Return each line of the data below that contains the string "road".

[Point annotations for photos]

==================================================

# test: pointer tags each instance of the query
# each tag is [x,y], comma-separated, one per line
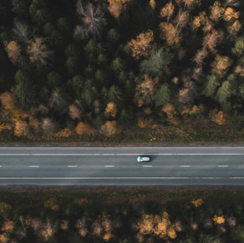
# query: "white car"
[143,159]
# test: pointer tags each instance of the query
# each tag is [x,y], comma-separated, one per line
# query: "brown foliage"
[8,226]
[197,202]
[158,225]
[207,223]
[107,236]
[4,207]
[74,112]
[48,230]
[208,26]
[81,202]
[145,90]
[182,19]
[116,7]
[231,220]
[169,33]
[239,70]
[84,128]
[52,204]
[212,39]
[230,14]
[64,133]
[93,20]
[34,124]
[199,20]
[64,224]
[36,224]
[47,125]
[186,93]
[218,117]
[167,11]
[200,56]
[217,11]
[9,103]
[82,226]
[141,46]
[38,51]
[110,110]
[218,219]
[233,3]
[107,223]
[4,238]
[21,128]
[169,109]
[81,223]
[96,106]
[13,51]
[109,128]
[234,28]
[97,228]
[220,65]
[153,4]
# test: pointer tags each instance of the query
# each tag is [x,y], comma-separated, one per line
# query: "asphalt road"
[103,166]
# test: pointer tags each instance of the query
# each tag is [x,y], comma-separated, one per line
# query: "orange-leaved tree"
[169,33]
[167,11]
[221,65]
[116,7]
[217,11]
[141,46]
[145,90]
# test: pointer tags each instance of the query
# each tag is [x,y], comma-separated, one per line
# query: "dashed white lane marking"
[166,154]
[180,154]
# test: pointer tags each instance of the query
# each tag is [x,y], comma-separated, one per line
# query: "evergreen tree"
[163,95]
[26,95]
[210,86]
[226,90]
[238,49]
[157,63]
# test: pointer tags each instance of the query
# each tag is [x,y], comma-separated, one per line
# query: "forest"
[121,70]
[118,215]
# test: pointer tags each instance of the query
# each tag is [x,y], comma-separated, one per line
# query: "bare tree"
[92,21]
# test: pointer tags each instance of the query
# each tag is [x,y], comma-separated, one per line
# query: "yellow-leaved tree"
[141,46]
[220,65]
[167,11]
[116,7]
[169,33]
[217,11]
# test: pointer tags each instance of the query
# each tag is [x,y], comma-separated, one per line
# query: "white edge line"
[120,178]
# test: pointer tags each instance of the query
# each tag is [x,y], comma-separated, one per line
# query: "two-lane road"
[118,166]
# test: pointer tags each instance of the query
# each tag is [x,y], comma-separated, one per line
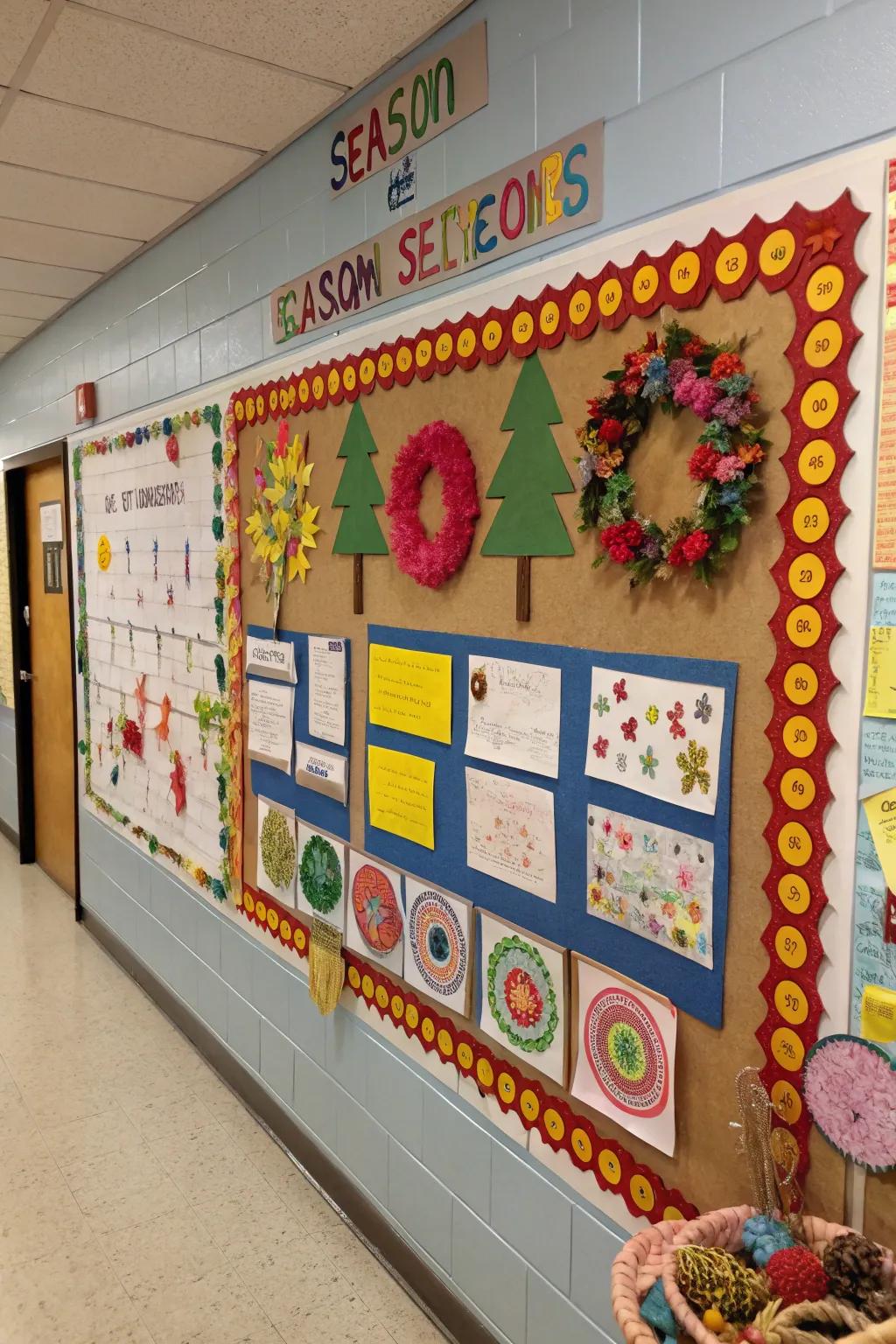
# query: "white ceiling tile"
[62,246]
[152,77]
[15,304]
[40,133]
[20,22]
[85,205]
[34,278]
[336,39]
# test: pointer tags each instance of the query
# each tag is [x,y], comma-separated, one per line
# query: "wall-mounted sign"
[547,193]
[414,108]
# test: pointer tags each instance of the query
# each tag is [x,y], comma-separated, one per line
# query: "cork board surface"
[575,605]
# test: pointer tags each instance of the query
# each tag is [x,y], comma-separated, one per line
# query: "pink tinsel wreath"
[431,561]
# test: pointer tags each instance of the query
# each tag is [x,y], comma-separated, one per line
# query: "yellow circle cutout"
[788,1048]
[645,283]
[792,1002]
[777,252]
[684,272]
[817,461]
[806,576]
[800,735]
[798,789]
[731,263]
[823,288]
[793,892]
[794,843]
[823,343]
[609,298]
[818,403]
[790,947]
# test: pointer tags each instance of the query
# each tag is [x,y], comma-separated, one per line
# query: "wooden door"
[52,706]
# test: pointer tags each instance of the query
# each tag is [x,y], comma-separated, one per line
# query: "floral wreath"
[680,371]
[431,561]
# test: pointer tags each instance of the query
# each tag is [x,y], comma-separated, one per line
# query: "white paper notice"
[321,770]
[509,832]
[514,714]
[270,724]
[274,659]
[326,689]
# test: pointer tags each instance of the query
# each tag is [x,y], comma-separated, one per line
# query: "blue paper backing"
[690,987]
[281,787]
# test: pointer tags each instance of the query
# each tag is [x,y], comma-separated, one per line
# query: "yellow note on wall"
[880,690]
[881,822]
[410,691]
[399,792]
[878,1013]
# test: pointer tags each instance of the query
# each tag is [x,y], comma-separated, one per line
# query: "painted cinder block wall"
[697,95]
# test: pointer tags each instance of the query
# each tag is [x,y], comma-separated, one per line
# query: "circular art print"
[522,995]
[376,909]
[626,1053]
[438,942]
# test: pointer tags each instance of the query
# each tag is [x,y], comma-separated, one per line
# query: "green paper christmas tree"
[529,473]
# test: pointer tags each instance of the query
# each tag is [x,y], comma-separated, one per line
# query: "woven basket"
[650,1256]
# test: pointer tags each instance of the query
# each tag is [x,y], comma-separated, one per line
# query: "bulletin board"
[771,284]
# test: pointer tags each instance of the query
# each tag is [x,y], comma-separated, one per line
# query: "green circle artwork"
[277,848]
[321,875]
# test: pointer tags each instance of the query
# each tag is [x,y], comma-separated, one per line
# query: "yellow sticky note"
[410,691]
[881,820]
[878,1013]
[880,690]
[399,792]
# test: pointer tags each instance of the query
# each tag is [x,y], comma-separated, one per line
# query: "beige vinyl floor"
[138,1199]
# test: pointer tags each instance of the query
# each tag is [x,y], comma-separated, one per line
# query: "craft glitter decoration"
[431,561]
[682,370]
[522,995]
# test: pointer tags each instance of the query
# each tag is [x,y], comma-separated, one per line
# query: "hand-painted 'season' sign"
[411,109]
[540,197]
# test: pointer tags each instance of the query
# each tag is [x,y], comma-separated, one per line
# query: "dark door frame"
[19,599]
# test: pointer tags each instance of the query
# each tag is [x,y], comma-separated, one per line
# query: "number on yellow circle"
[792,1002]
[806,576]
[817,461]
[788,1048]
[644,285]
[777,252]
[790,947]
[731,263]
[609,298]
[823,288]
[786,1101]
[684,272]
[794,843]
[801,683]
[800,735]
[797,789]
[818,403]
[793,892]
[823,343]
[803,626]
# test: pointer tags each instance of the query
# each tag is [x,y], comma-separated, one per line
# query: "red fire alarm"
[85,402]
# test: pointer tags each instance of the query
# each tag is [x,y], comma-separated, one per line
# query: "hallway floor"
[138,1199]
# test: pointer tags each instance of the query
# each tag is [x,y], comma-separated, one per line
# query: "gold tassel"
[326,970]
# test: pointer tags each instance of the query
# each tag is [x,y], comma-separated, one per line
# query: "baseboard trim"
[437,1298]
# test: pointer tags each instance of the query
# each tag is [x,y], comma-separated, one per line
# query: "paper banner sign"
[437,944]
[374,918]
[524,995]
[655,737]
[626,1053]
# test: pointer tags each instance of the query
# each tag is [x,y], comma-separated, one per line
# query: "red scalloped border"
[782,256]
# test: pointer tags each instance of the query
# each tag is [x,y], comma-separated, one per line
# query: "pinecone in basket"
[855,1266]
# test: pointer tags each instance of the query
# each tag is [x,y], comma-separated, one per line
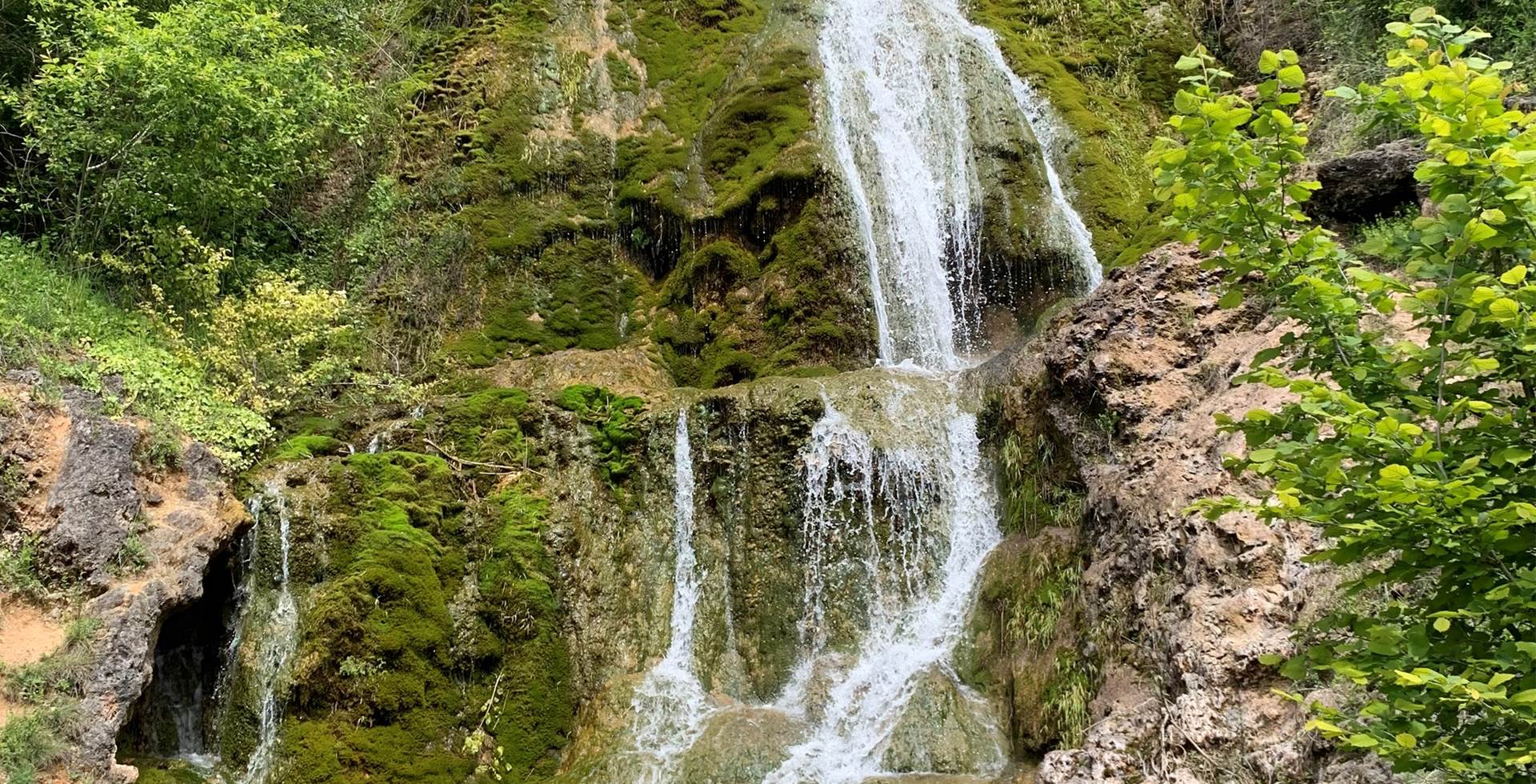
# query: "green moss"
[168,772]
[610,420]
[400,662]
[576,294]
[486,426]
[1108,70]
[305,448]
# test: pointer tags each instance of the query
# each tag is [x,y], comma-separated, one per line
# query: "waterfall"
[899,122]
[670,705]
[901,128]
[277,642]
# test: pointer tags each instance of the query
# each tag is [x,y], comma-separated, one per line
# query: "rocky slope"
[1114,406]
[113,529]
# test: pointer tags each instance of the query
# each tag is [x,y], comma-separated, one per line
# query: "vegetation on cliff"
[1404,445]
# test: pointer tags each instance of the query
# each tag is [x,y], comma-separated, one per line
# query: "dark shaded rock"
[1246,28]
[94,500]
[1367,185]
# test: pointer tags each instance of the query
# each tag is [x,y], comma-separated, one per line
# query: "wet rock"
[741,746]
[1367,185]
[945,729]
[94,500]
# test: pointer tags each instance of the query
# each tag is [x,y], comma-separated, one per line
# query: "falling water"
[901,128]
[901,125]
[277,643]
[670,705]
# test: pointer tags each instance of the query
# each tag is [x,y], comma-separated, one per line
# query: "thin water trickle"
[278,638]
[670,705]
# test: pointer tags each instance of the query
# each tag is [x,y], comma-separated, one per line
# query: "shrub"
[1410,455]
[195,116]
[275,342]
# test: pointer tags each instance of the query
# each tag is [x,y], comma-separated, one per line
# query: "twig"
[461,462]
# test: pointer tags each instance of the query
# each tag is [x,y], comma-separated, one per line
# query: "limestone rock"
[945,730]
[94,500]
[741,746]
[1128,385]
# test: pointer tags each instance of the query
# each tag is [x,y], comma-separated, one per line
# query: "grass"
[70,331]
[34,738]
[30,743]
[19,572]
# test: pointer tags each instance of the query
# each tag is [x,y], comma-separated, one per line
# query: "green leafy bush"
[1410,452]
[58,322]
[195,116]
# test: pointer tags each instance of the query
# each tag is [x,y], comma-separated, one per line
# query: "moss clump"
[305,448]
[575,294]
[1108,68]
[610,420]
[434,618]
[486,426]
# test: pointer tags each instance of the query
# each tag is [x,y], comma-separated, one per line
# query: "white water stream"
[898,83]
[670,705]
[899,510]
[278,638]
[901,78]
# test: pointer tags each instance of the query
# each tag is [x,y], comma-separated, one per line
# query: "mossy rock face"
[1108,70]
[429,618]
[642,176]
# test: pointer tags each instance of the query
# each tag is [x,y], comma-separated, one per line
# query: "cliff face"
[1114,406]
[111,529]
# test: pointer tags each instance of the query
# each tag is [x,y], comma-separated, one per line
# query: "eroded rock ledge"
[1172,609]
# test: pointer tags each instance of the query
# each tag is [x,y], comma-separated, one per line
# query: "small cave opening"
[175,717]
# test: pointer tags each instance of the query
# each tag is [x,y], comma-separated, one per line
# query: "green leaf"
[1477,231]
[1360,740]
[1504,308]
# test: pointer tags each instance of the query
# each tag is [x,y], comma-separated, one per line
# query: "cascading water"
[899,122]
[278,637]
[901,130]
[899,508]
[670,705]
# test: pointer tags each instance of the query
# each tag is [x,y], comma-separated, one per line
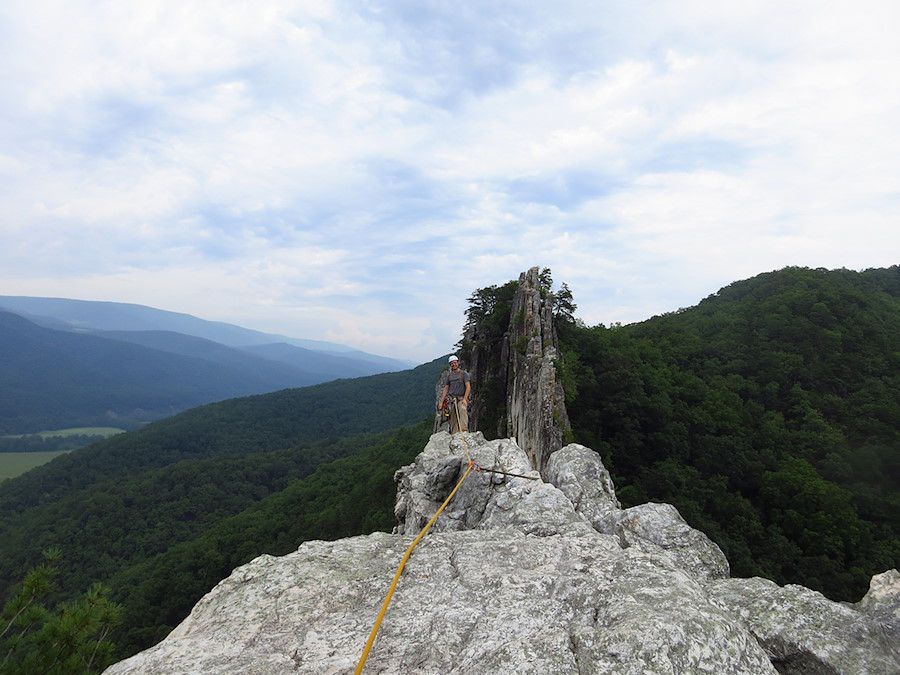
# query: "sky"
[351,171]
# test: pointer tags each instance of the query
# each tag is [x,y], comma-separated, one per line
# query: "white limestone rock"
[519,576]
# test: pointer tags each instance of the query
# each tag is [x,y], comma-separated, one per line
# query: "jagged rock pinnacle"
[519,575]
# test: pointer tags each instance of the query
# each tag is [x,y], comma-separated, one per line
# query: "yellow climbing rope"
[387,599]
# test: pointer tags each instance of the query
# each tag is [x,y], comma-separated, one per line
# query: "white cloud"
[355,170]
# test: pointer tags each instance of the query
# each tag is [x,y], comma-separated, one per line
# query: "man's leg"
[454,412]
[463,416]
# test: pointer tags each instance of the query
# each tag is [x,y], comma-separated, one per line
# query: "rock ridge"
[524,575]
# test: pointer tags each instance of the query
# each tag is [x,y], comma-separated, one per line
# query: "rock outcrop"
[515,371]
[519,575]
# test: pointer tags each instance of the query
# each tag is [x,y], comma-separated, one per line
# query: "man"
[458,388]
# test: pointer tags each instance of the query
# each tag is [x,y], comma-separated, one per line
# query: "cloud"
[355,169]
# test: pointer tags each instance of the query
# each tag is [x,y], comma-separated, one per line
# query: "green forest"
[768,414]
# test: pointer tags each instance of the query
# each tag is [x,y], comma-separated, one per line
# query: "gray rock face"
[520,576]
[535,401]
[520,372]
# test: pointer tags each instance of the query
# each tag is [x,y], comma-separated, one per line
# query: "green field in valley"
[13,464]
[21,459]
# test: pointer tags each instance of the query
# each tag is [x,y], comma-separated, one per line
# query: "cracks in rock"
[573,648]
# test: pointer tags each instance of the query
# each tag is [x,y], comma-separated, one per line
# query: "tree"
[70,640]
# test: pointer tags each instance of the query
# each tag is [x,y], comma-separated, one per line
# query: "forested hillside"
[769,414]
[129,501]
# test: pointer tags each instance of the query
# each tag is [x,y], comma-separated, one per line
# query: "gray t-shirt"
[457,382]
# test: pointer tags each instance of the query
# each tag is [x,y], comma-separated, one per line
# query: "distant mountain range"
[81,363]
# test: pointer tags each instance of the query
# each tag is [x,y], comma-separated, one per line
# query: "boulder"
[518,575]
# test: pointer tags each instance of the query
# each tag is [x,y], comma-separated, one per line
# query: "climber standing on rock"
[456,396]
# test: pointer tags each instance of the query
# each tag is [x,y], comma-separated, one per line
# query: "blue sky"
[352,171]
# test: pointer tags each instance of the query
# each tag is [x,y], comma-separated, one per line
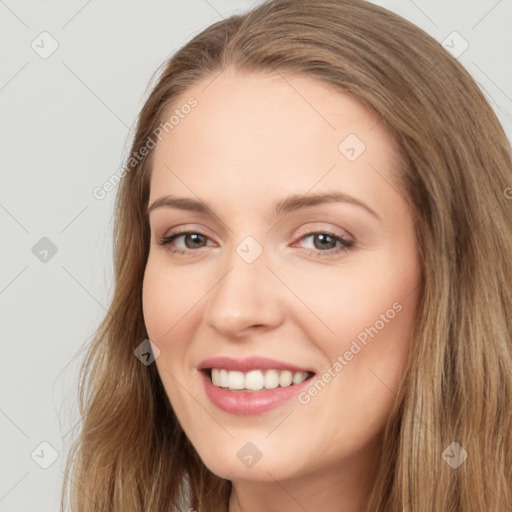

==================================================

§ THE OUTPUT
# query: "asphalt road"
# query: "two-lane road"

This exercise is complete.